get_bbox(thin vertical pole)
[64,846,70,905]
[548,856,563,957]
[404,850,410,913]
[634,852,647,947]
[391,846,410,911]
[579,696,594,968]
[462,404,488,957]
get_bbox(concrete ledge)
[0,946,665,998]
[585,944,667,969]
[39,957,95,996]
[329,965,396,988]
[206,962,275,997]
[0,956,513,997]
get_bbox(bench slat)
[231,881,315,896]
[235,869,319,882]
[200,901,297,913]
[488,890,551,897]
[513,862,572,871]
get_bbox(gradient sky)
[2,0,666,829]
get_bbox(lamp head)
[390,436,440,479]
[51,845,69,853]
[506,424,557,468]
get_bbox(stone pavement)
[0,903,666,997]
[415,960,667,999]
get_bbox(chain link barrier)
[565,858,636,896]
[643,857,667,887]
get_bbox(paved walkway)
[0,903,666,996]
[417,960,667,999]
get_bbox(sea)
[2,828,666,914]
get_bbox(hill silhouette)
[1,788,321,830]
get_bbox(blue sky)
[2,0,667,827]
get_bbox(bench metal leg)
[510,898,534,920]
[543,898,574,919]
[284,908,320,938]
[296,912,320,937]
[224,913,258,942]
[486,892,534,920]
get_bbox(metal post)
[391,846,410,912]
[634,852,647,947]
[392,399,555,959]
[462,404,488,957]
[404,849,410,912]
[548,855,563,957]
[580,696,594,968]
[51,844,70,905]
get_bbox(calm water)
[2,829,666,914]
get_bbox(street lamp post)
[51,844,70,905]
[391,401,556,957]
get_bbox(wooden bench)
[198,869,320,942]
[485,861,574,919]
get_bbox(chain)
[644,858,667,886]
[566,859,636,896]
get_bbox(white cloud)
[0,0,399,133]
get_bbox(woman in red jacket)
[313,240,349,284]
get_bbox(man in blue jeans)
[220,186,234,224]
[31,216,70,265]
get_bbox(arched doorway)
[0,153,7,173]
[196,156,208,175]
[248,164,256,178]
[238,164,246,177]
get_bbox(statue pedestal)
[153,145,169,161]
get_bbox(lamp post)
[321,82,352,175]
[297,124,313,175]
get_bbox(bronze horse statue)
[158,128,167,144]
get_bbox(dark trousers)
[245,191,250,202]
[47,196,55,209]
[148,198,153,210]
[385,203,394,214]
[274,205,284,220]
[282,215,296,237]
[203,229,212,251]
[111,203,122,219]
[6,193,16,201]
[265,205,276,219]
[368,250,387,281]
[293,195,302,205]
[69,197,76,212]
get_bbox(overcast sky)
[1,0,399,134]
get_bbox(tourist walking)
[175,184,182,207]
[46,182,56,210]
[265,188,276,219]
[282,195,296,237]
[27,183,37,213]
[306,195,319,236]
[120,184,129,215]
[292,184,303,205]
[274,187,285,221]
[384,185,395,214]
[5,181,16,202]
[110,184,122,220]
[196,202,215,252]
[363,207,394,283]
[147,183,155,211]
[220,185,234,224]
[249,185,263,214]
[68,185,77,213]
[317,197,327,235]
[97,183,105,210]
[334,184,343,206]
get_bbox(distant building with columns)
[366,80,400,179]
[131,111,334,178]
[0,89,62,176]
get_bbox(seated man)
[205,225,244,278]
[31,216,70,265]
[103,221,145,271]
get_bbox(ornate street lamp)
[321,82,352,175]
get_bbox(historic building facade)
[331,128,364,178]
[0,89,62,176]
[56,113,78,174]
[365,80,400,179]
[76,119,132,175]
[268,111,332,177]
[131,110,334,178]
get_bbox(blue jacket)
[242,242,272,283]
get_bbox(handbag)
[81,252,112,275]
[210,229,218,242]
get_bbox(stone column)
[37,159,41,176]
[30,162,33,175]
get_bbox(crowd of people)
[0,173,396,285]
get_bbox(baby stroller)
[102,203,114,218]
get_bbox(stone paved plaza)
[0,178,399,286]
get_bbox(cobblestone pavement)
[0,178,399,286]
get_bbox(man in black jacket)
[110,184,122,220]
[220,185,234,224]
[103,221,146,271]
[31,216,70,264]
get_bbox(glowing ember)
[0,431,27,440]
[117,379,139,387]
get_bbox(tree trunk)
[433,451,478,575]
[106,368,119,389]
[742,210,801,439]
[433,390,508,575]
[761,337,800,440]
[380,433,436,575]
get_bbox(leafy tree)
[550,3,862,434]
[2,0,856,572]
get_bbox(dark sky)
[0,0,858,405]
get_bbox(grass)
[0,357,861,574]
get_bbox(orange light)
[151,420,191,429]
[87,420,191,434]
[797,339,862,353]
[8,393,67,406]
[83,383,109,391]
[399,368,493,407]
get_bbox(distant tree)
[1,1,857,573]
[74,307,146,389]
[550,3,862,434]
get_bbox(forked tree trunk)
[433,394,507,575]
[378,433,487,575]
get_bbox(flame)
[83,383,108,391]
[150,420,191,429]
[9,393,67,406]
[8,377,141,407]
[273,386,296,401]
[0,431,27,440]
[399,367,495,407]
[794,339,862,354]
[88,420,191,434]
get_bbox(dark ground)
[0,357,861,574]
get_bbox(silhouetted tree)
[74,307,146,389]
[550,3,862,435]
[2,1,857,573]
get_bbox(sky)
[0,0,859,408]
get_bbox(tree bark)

(Exercise goal): The full listing above needs to be output exactly.

(Written response):
get_bbox(thin vertical pole)
[64,846,70,905]
[548,856,563,957]
[404,850,410,913]
[634,852,647,947]
[391,846,410,911]
[579,696,594,968]
[462,404,488,957]
get_bbox(concrete ledge)
[0,946,665,998]
[585,944,667,969]
[39,957,95,996]
[329,965,396,988]
[206,962,275,997]
[0,956,513,997]
get_bbox(bench slat)
[231,881,315,896]
[235,869,319,882]
[200,901,297,913]
[488,890,551,897]
[513,862,572,871]
get_bbox(gradient sky)
[2,0,666,829]
get_bbox(lamp head)
[390,436,440,479]
[51,845,69,853]
[506,424,557,468]
get_bbox(stone pavement)
[0,903,666,997]
[415,960,667,999]
get_bbox(chain link barrier)
[565,858,636,896]
[643,857,667,887]
get_bbox(paved walkway)
[0,903,666,996]
[417,960,667,999]
get_bbox(sea)
[2,828,666,914]
get_bbox(hill silhouette)
[1,788,321,830]
get_bbox(blue sky)
[2,0,667,827]
get_bbox(bench metal leg)
[510,898,534,920]
[543,898,574,919]
[284,908,320,938]
[296,912,320,937]
[224,913,258,942]
[486,892,534,920]
get_bbox(metal post)
[391,846,410,912]
[634,852,647,947]
[392,399,555,959]
[462,404,488,957]
[404,849,410,912]
[548,855,563,957]
[580,696,594,968]
[51,844,70,905]
get_bbox(calm water)
[2,829,666,914]
get_bbox(street lamp post)
[51,844,70,905]
[391,401,556,957]
get_bbox(wooden bench)
[198,869,320,942]
[485,861,574,919]
get_bbox(chain)
[644,858,667,886]
[566,859,636,896]
get_bbox(white cloud)
[0,0,399,133]
get_bbox(woman in red jacket)
[313,240,349,284]
get_bbox(man in blue jeans)
[220,186,234,224]
[31,216,70,265]
get_bbox(arched doorway)
[0,153,7,173]
[196,156,208,175]
[248,164,256,178]
[238,164,246,177]
get_bbox(statue pedestal)
[153,145,169,161]
get_bbox(lamp post)
[321,82,352,175]
[297,124,313,175]
get_bbox(bronze horse statue)
[158,128,167,144]
get_bbox(dark trousers)
[245,191,250,202]
[47,196,55,209]
[148,198,153,210]
[385,203,394,214]
[274,205,284,220]
[282,215,296,237]
[203,229,212,251]
[111,203,122,219]
[6,193,16,201]
[265,205,276,219]
[368,250,387,281]
[293,195,302,205]
[69,197,76,212]
get_bbox(overcast sky)
[1,0,399,134]
get_bbox(tourist walking)
[175,184,182,207]
[46,182,56,210]
[265,188,276,219]
[282,195,296,237]
[27,183,37,213]
[306,195,319,236]
[120,184,129,215]
[292,184,303,205]
[274,187,285,221]
[384,185,395,214]
[5,181,16,202]
[110,184,122,220]
[196,202,215,252]
[363,207,394,283]
[147,183,155,211]
[220,185,234,224]
[249,185,263,214]
[68,185,77,213]
[317,197,327,235]
[97,183,105,210]
[334,184,343,206]
get_bbox(distant building with columns)
[366,80,400,179]
[131,111,334,178]
[0,89,62,176]
get_bbox(seated man)
[205,225,244,278]
[31,216,70,265]
[103,221,145,271]
get_bbox(ornate street lamp)
[321,82,352,175]
get_bbox(historic building facade)
[331,128,364,178]
[0,89,62,176]
[56,113,78,174]
[365,80,400,179]
[76,119,132,175]
[268,111,332,177]
[131,110,334,178]
get_bbox(blue jacket)
[242,242,272,283]
get_bbox(handbag)
[81,252,112,275]
[210,229,218,242]
get_bbox(stone column)
[37,159,41,176]
[30,162,33,175]
get_bbox(crowd of people)
[0,173,396,285]
get_bbox(baby stroller)
[102,203,114,218]
get_bbox(stone paved plaza)
[0,178,399,286]
get_bbox(cobblestone pavement)
[0,178,399,286]
get_bbox(man in black jacket)
[110,184,122,220]
[220,185,234,224]
[103,221,146,271]
[31,216,70,264]
get_bbox(glowing ember)
[0,431,27,440]
[117,379,139,387]
get_bbox(tree trunk)
[433,451,478,575]
[106,368,119,389]
[742,210,801,439]
[433,390,508,575]
[761,337,800,440]
[380,433,436,575]
get_bbox(leafy tree)
[550,3,862,434]
[2,0,856,572]
get_bbox(dark sky)
[0,0,858,405]
get_bbox(grass)
[0,357,861,574]
get_bbox(orange light)
[151,420,191,429]
[87,420,191,434]
[797,339,862,353]
[8,393,67,406]
[83,383,109,391]
[399,368,493,407]
get_bbox(distant tree)
[1,1,857,573]
[74,307,146,389]
[550,3,862,434]
get_bbox(forked tree trunk)
[433,394,507,575]
[378,433,487,575]
get_bbox(flame)
[83,383,108,391]
[150,420,191,429]
[9,393,67,406]
[8,377,141,407]
[273,386,296,401]
[0,431,27,440]
[399,367,495,407]
[794,339,862,354]
[88,420,191,434]
get_bbox(dark ground)
[0,357,861,574]
get_bbox(silhouetted tree)
[74,307,146,389]
[550,3,862,435]
[2,1,857,573]
get_bbox(sky)
[0,0,859,408]
get_bbox(tree bark)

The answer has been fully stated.